GIVEN EXERCISE ▸ Locate each row below that contains the word "roof", and copy those rows in full.

RECORDS FOR PROCESSING ▸
· · · ·
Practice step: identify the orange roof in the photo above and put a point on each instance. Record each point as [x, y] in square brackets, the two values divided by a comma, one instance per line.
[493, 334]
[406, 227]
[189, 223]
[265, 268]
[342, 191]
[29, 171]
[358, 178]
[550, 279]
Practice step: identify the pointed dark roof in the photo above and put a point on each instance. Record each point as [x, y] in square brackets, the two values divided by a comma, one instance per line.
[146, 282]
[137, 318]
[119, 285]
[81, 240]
· · · ·
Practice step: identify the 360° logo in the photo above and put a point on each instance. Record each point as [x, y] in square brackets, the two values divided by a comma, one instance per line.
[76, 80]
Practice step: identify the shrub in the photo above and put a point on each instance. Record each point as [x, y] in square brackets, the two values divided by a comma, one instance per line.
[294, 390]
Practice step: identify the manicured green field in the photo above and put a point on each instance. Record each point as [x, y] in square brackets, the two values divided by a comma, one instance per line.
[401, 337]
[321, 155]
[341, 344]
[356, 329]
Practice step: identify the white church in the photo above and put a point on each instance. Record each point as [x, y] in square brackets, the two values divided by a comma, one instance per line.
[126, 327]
· · · ·
THE SOLUTION ▸
Practice step: identify the orange roof in the photo above and put a point on each instance. Record each point as [x, y] in square brackets, the two values divided by a comma, one instance per line.
Practice step: identify the pointed dark roof in the photo above and put a point on each instance. Record each point as [x, y] in square brackets, the two values divided by a comma, one instance per line.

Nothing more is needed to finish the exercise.